* [SHORT PROBLEM]
Render the lines below, from the line with "the blue volkswagen" to the line with "xmin=4 ymin=171 xmax=800 ymax=283", as a JSON list of strings, one string per line, leaving out any blank lines.

* [AVAILABLE RECORDS]
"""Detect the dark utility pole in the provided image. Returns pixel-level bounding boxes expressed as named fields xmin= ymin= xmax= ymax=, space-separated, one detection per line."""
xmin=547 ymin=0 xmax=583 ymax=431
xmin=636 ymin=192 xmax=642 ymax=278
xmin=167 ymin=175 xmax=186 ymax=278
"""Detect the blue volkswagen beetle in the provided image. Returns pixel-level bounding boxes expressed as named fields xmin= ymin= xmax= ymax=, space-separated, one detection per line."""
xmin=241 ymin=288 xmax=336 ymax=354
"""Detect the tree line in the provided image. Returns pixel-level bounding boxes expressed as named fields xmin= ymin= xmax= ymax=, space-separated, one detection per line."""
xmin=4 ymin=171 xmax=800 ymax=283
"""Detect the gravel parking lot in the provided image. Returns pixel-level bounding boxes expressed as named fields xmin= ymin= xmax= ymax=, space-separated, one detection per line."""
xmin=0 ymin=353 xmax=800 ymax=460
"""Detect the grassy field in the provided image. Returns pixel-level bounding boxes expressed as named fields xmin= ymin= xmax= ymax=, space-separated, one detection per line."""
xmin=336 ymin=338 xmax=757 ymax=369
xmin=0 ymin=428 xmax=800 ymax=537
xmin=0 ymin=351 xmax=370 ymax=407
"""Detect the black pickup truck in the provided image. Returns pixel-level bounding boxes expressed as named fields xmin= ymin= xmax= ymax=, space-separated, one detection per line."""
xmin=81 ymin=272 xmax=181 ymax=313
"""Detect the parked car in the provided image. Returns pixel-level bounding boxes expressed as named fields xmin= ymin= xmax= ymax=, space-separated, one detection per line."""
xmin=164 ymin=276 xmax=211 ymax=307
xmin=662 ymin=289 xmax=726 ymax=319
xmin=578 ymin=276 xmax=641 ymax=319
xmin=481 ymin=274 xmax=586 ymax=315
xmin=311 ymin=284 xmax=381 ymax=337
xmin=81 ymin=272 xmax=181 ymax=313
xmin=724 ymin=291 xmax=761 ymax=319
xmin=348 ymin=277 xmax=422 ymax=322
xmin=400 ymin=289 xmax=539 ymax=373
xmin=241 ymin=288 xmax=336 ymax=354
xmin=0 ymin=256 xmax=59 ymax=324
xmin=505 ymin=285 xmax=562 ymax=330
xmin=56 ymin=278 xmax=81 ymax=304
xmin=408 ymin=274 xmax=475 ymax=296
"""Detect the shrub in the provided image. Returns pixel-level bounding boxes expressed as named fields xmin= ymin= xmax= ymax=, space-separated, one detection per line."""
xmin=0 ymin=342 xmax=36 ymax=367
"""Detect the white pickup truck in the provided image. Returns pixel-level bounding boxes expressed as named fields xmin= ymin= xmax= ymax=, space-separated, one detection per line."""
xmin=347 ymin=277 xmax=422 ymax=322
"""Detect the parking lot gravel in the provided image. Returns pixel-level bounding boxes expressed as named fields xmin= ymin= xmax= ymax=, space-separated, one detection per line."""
==
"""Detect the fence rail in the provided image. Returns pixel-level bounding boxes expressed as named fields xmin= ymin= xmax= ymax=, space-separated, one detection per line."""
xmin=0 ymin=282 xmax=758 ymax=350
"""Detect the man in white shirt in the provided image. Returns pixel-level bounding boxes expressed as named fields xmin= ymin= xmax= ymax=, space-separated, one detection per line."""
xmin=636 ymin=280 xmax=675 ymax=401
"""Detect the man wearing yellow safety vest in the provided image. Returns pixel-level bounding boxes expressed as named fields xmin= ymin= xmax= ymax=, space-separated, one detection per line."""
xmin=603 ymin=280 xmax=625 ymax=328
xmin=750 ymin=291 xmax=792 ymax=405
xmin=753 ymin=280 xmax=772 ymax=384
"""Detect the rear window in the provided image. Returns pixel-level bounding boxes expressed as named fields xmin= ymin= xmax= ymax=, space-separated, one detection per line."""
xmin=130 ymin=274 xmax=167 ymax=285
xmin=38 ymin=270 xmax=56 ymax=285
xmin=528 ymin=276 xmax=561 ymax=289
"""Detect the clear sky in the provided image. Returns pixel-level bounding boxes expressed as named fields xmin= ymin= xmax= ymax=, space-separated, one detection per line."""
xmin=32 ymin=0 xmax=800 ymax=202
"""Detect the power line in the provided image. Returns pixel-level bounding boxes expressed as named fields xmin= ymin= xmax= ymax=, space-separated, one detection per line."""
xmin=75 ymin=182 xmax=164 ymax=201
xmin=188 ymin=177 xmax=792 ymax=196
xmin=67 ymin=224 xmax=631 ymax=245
--
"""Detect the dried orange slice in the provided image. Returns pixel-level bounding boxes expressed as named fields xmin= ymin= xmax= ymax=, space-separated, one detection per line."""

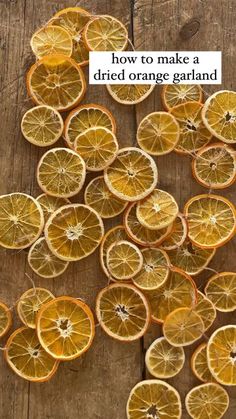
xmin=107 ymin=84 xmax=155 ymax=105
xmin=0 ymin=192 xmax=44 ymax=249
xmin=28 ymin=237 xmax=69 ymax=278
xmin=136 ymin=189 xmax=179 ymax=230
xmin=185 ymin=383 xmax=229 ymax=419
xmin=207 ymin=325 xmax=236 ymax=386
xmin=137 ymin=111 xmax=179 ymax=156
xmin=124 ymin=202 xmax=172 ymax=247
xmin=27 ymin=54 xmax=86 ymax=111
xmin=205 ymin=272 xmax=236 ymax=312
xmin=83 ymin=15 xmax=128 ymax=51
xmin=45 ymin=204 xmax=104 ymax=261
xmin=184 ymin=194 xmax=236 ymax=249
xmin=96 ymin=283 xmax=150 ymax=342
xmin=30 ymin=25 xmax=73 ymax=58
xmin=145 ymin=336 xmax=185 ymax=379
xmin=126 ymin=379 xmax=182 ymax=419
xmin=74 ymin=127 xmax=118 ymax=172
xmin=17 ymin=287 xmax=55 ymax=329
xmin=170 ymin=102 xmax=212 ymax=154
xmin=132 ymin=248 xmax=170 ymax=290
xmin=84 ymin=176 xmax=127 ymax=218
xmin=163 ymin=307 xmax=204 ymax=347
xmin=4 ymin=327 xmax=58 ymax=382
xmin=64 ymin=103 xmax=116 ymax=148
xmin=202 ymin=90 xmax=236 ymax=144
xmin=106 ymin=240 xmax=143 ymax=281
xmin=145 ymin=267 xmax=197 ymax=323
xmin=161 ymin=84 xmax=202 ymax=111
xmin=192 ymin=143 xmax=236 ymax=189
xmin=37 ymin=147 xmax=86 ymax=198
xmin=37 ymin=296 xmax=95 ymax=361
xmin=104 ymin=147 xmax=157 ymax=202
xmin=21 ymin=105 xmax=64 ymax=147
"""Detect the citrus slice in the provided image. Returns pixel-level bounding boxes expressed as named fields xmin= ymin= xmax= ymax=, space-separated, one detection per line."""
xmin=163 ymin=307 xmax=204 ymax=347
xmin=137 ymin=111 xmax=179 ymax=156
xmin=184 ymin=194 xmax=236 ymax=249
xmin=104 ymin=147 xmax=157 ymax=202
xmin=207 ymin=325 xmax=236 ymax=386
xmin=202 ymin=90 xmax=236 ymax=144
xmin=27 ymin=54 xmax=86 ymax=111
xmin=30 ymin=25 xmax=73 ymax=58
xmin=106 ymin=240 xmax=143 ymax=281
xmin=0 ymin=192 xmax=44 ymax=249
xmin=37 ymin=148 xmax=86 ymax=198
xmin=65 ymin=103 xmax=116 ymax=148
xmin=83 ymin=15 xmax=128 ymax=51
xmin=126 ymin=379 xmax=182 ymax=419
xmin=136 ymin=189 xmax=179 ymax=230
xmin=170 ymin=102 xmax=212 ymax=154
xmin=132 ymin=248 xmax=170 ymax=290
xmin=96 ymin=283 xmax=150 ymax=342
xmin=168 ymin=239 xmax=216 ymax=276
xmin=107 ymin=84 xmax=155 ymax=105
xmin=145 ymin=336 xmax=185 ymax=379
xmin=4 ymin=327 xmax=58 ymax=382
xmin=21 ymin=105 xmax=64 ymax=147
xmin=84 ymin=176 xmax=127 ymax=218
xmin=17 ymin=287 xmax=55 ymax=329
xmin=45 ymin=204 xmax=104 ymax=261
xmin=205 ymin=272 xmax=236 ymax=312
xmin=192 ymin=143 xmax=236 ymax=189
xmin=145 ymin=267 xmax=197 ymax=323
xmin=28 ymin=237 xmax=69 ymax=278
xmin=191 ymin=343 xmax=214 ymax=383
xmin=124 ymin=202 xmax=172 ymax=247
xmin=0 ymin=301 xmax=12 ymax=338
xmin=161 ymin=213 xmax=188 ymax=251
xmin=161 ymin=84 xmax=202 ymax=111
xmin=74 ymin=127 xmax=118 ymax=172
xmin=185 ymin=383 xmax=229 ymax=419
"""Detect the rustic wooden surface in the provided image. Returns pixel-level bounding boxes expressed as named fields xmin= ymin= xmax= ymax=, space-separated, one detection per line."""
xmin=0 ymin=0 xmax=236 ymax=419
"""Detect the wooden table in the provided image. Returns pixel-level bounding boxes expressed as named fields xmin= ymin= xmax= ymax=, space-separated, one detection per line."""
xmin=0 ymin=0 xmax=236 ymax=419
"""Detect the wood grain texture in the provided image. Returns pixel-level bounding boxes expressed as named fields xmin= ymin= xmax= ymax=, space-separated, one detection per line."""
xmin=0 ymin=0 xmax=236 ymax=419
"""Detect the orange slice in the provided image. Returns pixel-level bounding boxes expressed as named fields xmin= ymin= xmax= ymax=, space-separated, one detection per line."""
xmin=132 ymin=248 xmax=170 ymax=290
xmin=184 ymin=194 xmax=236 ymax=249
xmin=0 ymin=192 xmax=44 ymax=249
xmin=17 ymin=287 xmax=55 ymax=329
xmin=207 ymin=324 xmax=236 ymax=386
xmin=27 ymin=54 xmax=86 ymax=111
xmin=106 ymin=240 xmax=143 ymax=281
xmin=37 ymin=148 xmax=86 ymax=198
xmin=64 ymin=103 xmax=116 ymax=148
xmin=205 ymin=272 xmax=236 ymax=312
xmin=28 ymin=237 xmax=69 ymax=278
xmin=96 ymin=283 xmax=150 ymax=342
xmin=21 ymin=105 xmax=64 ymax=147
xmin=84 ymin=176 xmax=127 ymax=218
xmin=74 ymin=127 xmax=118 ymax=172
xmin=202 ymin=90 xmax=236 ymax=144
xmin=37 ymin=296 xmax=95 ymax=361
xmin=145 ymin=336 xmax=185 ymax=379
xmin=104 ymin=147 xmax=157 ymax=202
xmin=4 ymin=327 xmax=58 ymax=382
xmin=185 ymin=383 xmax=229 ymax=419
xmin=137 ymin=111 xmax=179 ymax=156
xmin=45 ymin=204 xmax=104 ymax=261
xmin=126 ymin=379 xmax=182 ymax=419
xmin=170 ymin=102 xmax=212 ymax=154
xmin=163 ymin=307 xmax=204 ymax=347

* [EXERCISE RESPONSE]
[
  "\"\"\"Detect the blue volkswagen beetle in the provided image. Returns pixel-level bounding boxes expressed as named fields xmin= ymin= xmax= ymax=, space-separated, one detection per line.\"\"\"",
  "xmin=241 ymin=288 xmax=336 ymax=354",
  "\"\"\"Detect the tree line in the provided image. Returns pixel-level bounding boxes expressed as named fields xmin= ymin= xmax= ymax=, space-separated, one detection per line.\"\"\"",
  "xmin=4 ymin=171 xmax=800 ymax=283"
]